_What you are asked to do_.
Output the data verbatim, minus the images.

_Material to process_.
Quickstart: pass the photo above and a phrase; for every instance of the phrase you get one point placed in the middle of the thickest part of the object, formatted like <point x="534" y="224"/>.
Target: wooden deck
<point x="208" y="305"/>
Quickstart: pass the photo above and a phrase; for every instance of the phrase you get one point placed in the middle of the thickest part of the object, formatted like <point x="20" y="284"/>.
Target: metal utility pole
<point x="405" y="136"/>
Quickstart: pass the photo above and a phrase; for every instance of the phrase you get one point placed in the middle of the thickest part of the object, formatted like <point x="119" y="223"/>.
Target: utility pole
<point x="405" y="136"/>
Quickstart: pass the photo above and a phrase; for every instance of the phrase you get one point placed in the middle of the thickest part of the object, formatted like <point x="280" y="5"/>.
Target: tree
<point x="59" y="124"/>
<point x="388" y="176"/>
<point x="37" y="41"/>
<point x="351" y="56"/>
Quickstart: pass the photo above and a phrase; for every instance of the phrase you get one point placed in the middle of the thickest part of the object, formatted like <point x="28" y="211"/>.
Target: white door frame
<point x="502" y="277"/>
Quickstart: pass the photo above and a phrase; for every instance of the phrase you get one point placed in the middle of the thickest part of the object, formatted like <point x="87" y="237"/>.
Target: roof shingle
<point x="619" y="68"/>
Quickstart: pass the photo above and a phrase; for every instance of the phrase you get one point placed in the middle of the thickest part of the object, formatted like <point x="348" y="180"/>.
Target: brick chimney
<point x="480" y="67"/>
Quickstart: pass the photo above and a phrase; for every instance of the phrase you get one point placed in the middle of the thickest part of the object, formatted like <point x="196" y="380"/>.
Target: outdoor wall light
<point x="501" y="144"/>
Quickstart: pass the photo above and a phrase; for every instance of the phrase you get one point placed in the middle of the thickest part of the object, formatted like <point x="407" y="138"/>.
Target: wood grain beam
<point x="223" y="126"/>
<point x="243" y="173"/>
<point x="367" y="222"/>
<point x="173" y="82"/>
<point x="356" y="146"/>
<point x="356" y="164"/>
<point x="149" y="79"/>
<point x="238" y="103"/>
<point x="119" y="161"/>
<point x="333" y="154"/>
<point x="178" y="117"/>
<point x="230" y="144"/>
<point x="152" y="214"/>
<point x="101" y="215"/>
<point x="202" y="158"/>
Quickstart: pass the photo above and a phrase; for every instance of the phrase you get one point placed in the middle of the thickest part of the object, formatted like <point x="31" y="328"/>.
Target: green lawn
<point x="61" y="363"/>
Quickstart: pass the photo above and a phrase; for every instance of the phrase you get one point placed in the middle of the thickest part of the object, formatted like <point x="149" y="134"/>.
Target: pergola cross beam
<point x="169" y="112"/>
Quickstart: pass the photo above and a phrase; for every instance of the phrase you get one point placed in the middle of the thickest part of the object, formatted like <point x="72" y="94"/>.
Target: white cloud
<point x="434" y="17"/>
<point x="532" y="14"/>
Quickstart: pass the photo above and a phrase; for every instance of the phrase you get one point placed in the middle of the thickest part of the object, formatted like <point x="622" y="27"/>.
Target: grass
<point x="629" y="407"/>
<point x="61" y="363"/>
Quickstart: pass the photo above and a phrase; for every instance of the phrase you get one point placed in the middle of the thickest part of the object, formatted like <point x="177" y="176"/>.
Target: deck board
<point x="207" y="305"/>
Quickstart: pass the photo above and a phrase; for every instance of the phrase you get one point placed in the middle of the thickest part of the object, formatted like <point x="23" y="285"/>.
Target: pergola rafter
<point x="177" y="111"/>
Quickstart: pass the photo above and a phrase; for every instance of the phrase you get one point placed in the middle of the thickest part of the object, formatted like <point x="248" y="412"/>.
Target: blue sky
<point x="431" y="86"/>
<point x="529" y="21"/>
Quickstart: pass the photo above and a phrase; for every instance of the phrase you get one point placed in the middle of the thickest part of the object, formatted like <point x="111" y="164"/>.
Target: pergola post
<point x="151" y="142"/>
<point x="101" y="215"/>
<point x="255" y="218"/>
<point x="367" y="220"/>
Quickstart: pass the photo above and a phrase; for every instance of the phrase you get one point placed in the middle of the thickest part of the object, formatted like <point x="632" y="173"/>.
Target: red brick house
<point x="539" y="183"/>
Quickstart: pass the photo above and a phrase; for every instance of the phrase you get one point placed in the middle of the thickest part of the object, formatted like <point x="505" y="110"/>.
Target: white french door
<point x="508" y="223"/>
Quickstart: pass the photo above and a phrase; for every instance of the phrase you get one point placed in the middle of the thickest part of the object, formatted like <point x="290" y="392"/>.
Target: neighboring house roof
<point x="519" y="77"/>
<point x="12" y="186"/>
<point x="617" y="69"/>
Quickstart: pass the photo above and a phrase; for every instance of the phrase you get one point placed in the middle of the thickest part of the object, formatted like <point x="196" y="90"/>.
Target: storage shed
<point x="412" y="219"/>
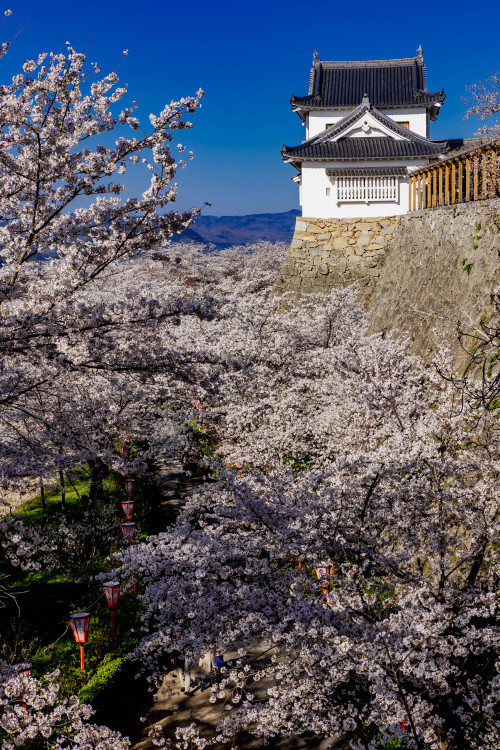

_Response area_.
Quickstart: pass the photo above and a phrase; for every instance of the phrase you get one point placed in the middle of the thickest part of the object, formatted like <point x="534" y="224"/>.
Target: wooden deck
<point x="208" y="305"/>
Quickstart: pass the photo above and a phrase; for every instance of the phrase you get one point placed in the middle of the thickest part of the object, formatted like <point x="20" y="284"/>.
Target: metal utility pole
<point x="405" y="136"/>
Quickstart: pass the photo above and a phrase; for every instance of the phrase you get one point placed in the middle of the thickest part of the object, formatted like <point x="119" y="223"/>.
Target: utility pole
<point x="405" y="136"/>
Quickstart: pass the photo above and a phrase; for every instance of the phrase you get one point placed in the middle of the thickest part of the object, formatted like <point x="280" y="5"/>.
Target: tree
<point x="59" y="124"/>
<point x="388" y="176"/>
<point x="37" y="41"/>
<point x="351" y="56"/>
Quickstart: pass the photo above and a phrase; for every instance of the phrase you get one point placed in the middle of the thickest part of the object, formatted like <point x="28" y="211"/>.
Target: white door frame
<point x="502" y="277"/>
Quickstart: pass the photo above and a phrase; for every instance of the phrase you get one point placed in the middle of the thickest part of the object, formatted like <point x="87" y="237"/>.
Target: roof shingle
<point x="619" y="68"/>
Quickstart: pass the photo above and a phrase; for every instance of the phrase you get one point placed in the middle of the thickest part of the object, formatted like <point x="348" y="180"/>.
Target: brick chimney
<point x="480" y="67"/>
Quickstart: pass the photo above and a phrase; for every instance of the phrase you get one point placed in the middle of the thickest part of the object, formatted like <point x="196" y="380"/>.
Target: outdoor wall light
<point x="501" y="144"/>
Quickstart: pass the photo above and a phrase; for every instance of the phrase you get one point placed in the middle of the thickest part of the object, formatted like <point x="407" y="138"/>.
Target: wood grain beam
<point x="223" y="126"/>
<point x="243" y="173"/>
<point x="367" y="222"/>
<point x="173" y="82"/>
<point x="356" y="146"/>
<point x="356" y="164"/>
<point x="149" y="79"/>
<point x="238" y="103"/>
<point x="119" y="161"/>
<point x="333" y="154"/>
<point x="178" y="117"/>
<point x="230" y="144"/>
<point x="152" y="214"/>
<point x="101" y="215"/>
<point x="202" y="158"/>
Quickstart: pass the photo above and a phrase; for every instance of the phrase you get one point placed in the middle of the thickest part of the object, formatted like <point x="31" y="328"/>.
Target: green lawn
<point x="61" y="363"/>
Quickstart: pass the photo above and a phrase; for every instance of the phrase you get one point placed in the middle of the thickest part of the object, formatted like <point x="149" y="134"/>.
Target: pergola cross beam
<point x="169" y="112"/>
Quickstart: pass the photo above and a phrase; for every instance of the phrase you get one point placed in the middle of the thickest part of the object, formatted like <point x="72" y="94"/>.
Target: white cloud
<point x="434" y="17"/>
<point x="532" y="14"/>
Quickstart: pass the photo above and a phrase; for every instance of the phrase you get one point placed in the middle of the thickest part of the object, formatted like <point x="622" y="27"/>.
Target: grass
<point x="629" y="407"/>
<point x="61" y="363"/>
Quickstart: pass the photo above and a phrase; for every instance of the phrase you get one point placed in the middle of the thickest part of the object, formatted like <point x="177" y="176"/>.
Target: deck board
<point x="207" y="305"/>
Quickstart: pass the photo above and a phrase; for every instance of the phrase you get one point placed in the middle of the thickest part of the object, formatted like <point x="23" y="285"/>.
Target: pergola rafter
<point x="177" y="111"/>
Quickstart: pass the photo above and a phrase; for every instance of the phrase you get one point placed in the middle of the thickest part of the object, formatted like <point x="248" y="412"/>.
Target: blue sky
<point x="431" y="86"/>
<point x="529" y="21"/>
Quickstart: pass the photo above and a phrase; for every instance of the phrase you get one point placed in the middle of the thickest part of the object, formatted like <point x="111" y="164"/>.
Target: pergola post
<point x="151" y="142"/>
<point x="101" y="215"/>
<point x="255" y="218"/>
<point x="367" y="220"/>
Quickstart: pass the photo above and a phrase; for every instance of the phrase you get one point placed in the middle of the thickest part of the object, formatted like <point x="632" y="173"/>.
Target: red brick house
<point x="539" y="183"/>
Quickstart: pass the photo above and a phrase; for every instance of the phrase you get one point placed in the middle of the thickest part of the object, formatted like <point x="505" y="110"/>.
Target: white french door
<point x="508" y="223"/>
Quickstart: pass the photo above and a phrase; for every instance of the phrase you get one point placed in the middle of the thickest part of the object, formatted like <point x="290" y="392"/>.
Target: neighboring house roof
<point x="519" y="77"/>
<point x="12" y="186"/>
<point x="617" y="69"/>
Quickstart: pass the photo above and a phrase; for every instance of the phrase you get one point placed in the middle of the thickest part of the object, formatted like <point x="196" y="90"/>.
Target: storage shed
<point x="412" y="219"/>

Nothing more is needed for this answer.